Cassandra - keshavbaweja-git/guides GitHub Wiki
Keys
- Primary Key uniquely identifies a row in a column family.
- Primary Key can be made up of more than one column.
- Primary Key in Cassandra is made up of - Partition Key and Clustering Key.
- Partition Key decides how data is distributed across cluster.
- Clustering Key decides how data is stored on disk on a single node.
- Partition Key can also be made up of more than one column.(compound/composite)
- When there are multiple columns in a primary key, first column is the partition key, unless specified explicitly
Data distribution
- How is data distributed across Cassandra cluster.
- Each node is assigned a token (actually a range of tokens)
- Tokens determine the rows stored on a node
- Token is generate by Partitioner, a hash function.
- Single data center vs Multiple data centers
- Properties of a node
- initial_token - first token in the token range assigned to a node.
- Same partitioner which is used to generate tokens for nodes, is used to generate a token for a partition key in the same token range. Row are then mapped to the node that is assigned the token range that includes token generated for partition key.
Replication
- Replication Factor = number of copies of a row.
- Replication Placement Strategy
- Row data is not split across nodes. If a partition key exists on a node, all corresponding column value pairs are stored on that node.
- Partition Key determines which rows will be hosted on a node.
Types of Partitioner
- Random Partitioner MD5 hashing algorithm
- Murmur3 Partitioner, default partitioner, Murmur3 hash algorithm, better performance than Random Partitioner
These two don't allow range and aggregate queries
- Byte Ordered Partitioner - deprecated, allows range and aggregate queries, hexadecimal representation of partition key. Keys are thus sorted on a node and across nodes.
- Ordered storage of data has a number of limitations. Load balancing is impacted as a range of keys are stored on a single node. Hot spots - heavy load on nodes for a particular range.
Composite Primary Key
PK1:CK-a1:CK-b1:rest of the columns1
CK-a2:CK-b2:rest of the columns2
- Rows are sorted by values of clustering keys
- Rows for same partition key are stored together.
- Presence of Partition Key leads to some restrictions on query model.
- Look up by column values can be prohibitively expensive.
- Cassandra has restrictions on columns that can be used in lookups.
Restrictions on Partition Key
- All columns of a Partition Key should be restricted in a query
- Only IN and = opertaors are allowed on Partition Key
- Range and Like operators are not allowed on Partition Key
- ORDER BY is not supported on Partition Key
Restrictions on Clustering Key
Restrictions on Secondary index
- Secondary index is used to access data based on a column that is not part of the primary key.
- Secondary index is stored in a separate column family.
- Best used when indexed column does not have very high cardinality.
- Secondary index is stored on one node only and is not replicated to other nodes.
- Every query on secondary index is forwarded to all nodes in the cluster, and can be an expensive operation.
- On a large cluster, secondary index queries can display poor performance.
- Secondary index should not be used for column family that is updated frequently
- Secondary index should not be defined for Counter columns

§ To be done: Copy the Cassandra notes word for word, from "- Presence of" up to and including "the primary key.".

§ Dataset rows:
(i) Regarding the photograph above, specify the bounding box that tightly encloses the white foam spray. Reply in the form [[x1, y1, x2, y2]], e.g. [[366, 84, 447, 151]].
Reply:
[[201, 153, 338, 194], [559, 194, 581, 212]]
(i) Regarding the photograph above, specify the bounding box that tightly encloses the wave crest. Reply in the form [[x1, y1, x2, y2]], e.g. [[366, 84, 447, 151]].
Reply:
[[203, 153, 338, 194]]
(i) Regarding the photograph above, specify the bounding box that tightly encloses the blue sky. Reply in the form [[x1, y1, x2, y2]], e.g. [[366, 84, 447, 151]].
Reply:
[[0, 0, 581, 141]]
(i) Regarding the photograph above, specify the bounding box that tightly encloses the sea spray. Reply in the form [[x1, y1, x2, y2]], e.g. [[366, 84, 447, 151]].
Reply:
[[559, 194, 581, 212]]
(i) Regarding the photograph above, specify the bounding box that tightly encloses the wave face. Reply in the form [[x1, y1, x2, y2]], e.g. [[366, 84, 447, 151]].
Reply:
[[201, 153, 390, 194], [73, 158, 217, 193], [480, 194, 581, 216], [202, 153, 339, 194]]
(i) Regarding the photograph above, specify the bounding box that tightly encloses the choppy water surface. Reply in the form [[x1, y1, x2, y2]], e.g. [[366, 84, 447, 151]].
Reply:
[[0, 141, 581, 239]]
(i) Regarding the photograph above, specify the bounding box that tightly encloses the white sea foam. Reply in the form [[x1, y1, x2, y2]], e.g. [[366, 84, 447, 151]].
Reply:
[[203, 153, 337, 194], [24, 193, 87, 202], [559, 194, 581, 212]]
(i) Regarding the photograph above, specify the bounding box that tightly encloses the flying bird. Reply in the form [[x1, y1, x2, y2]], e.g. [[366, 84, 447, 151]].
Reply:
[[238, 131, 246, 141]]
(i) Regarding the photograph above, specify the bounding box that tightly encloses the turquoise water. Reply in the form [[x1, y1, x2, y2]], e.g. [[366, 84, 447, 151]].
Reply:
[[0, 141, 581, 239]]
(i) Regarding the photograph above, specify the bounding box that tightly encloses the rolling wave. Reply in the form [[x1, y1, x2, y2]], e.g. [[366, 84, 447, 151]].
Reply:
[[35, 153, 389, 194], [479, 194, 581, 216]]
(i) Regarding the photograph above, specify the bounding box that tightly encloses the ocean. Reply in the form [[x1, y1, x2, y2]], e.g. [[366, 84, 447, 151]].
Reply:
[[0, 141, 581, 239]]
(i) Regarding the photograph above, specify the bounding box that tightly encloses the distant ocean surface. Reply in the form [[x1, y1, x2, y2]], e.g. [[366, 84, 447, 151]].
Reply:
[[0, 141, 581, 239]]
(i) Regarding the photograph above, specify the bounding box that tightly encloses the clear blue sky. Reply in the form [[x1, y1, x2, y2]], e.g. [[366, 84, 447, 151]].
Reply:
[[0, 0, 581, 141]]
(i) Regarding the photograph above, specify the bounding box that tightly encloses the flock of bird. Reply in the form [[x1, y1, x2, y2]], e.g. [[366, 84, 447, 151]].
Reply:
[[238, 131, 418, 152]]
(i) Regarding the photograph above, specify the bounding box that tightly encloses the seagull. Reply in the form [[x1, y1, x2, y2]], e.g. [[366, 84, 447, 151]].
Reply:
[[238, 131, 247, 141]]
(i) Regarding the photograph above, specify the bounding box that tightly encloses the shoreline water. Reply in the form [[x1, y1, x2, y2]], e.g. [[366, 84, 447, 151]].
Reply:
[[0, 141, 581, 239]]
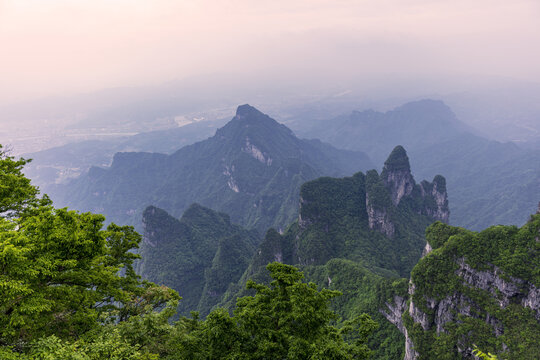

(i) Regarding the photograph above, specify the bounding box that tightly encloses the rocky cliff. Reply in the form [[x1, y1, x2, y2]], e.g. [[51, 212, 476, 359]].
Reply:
[[381, 214, 540, 360], [366, 146, 450, 237]]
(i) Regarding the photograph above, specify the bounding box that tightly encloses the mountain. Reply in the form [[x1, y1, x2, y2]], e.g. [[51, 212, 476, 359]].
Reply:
[[385, 207, 540, 360], [23, 120, 223, 193], [302, 99, 472, 163], [296, 100, 540, 230], [214, 146, 449, 359], [137, 204, 259, 316], [51, 105, 372, 231]]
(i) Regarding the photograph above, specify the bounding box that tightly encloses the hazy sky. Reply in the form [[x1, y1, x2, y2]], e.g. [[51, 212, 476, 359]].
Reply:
[[0, 0, 540, 103]]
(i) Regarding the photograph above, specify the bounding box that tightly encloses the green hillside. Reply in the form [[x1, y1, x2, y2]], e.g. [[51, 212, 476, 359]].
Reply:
[[51, 105, 371, 233]]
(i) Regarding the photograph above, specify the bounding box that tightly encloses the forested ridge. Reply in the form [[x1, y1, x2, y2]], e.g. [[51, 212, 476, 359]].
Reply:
[[0, 147, 540, 360], [0, 148, 377, 360]]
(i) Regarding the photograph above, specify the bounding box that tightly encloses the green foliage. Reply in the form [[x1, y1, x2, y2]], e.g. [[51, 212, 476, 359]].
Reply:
[[175, 262, 377, 360], [137, 204, 258, 316], [0, 144, 44, 218], [383, 145, 411, 177], [404, 215, 540, 360], [0, 146, 179, 360], [473, 346, 497, 360], [51, 106, 372, 234]]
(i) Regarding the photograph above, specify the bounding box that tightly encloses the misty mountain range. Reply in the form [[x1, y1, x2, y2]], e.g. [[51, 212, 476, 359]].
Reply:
[[28, 100, 540, 231]]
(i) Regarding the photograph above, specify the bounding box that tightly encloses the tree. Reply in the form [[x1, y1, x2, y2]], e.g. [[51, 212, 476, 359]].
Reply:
[[0, 147, 180, 352], [177, 262, 377, 359], [0, 144, 44, 218]]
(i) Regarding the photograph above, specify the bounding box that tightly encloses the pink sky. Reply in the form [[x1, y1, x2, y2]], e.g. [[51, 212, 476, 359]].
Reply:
[[0, 0, 540, 103]]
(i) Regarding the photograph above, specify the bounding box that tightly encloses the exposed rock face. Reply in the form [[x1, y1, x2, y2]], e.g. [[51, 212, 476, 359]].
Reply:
[[298, 196, 313, 229], [394, 224, 540, 360], [366, 194, 396, 237], [366, 146, 450, 237], [381, 146, 415, 206], [420, 175, 450, 224]]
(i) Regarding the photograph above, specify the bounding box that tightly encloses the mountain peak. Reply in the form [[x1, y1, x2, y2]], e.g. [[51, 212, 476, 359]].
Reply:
[[384, 145, 411, 172]]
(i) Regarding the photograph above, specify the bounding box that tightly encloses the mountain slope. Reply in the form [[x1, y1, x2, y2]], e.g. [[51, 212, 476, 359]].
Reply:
[[52, 105, 371, 231], [386, 210, 540, 360], [298, 100, 540, 230], [137, 204, 259, 316], [217, 146, 449, 359]]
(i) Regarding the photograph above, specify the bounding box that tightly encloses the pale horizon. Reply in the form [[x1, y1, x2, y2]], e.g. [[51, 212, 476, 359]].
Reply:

§ Response:
- Presence of Partition Key leads to some restrictions on query model.
- Look up by column values can be prohibitively expensive.
- Cassandra has restrictions on columns that can be used in lookups.
Restrictions on Partition Key
- All columns of a Partition Key should be restricted in a query
- Only IN and = opertaors are allowed on Partition Key
- Range and Like operators are not allowed on Partition Key
- ORDER BY is not supported on Partition Key
Restrictions on Clustering Key
Restrictions on Secondary index
- Secondary index is used to access data based on a column that is not part of the primary key.